[Entries from an annotation dataset]
begin
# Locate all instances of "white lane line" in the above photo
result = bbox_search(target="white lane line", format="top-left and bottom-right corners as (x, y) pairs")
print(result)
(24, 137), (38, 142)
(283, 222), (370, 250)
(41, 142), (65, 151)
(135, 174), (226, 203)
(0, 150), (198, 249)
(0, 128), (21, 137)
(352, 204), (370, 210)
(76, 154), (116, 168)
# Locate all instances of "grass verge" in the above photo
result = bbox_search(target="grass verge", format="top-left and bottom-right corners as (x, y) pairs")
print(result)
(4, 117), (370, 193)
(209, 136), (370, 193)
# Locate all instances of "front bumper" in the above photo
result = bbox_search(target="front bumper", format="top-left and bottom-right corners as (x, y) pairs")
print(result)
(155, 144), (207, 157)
end
begin
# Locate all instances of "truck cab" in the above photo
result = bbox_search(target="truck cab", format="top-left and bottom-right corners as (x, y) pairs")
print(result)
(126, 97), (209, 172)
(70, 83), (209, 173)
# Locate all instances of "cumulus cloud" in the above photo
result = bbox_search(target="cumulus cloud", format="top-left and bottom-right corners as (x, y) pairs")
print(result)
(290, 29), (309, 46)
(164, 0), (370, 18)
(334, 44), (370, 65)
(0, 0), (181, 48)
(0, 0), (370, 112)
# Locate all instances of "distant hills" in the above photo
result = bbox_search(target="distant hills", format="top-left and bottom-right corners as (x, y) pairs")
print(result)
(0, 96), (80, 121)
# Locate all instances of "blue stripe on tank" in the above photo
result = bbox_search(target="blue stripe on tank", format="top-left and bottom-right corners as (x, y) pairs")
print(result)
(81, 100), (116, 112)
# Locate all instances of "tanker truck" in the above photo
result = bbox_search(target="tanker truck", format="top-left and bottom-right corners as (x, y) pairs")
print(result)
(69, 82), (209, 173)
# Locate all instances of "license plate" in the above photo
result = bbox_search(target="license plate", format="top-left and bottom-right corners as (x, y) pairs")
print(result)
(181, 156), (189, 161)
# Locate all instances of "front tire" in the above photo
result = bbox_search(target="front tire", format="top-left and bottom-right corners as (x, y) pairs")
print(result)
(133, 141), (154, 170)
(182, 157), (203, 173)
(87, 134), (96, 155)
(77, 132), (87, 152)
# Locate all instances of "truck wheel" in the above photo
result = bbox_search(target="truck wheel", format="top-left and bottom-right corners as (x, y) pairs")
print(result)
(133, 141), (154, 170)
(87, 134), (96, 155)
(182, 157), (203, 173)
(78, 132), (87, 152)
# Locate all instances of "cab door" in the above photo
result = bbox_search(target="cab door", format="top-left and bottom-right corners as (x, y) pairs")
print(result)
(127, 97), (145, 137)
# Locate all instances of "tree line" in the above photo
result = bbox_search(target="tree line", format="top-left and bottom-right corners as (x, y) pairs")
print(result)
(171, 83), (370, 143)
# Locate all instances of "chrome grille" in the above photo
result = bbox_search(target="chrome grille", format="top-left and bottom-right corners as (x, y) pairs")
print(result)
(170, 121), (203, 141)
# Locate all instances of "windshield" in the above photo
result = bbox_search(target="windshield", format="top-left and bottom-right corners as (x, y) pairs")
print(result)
end
begin
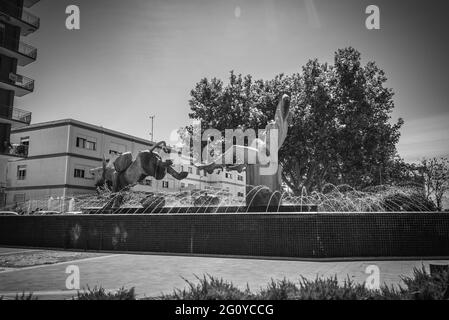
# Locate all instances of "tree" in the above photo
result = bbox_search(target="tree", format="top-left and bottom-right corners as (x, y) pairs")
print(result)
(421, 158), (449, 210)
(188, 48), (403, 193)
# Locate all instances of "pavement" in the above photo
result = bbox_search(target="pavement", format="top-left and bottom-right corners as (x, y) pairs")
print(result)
end
▶ **What you need to do**:
How many lines of the listing above contain the string "grass"? Letter case matters; state only the number.

▶ **Answer to the task**:
2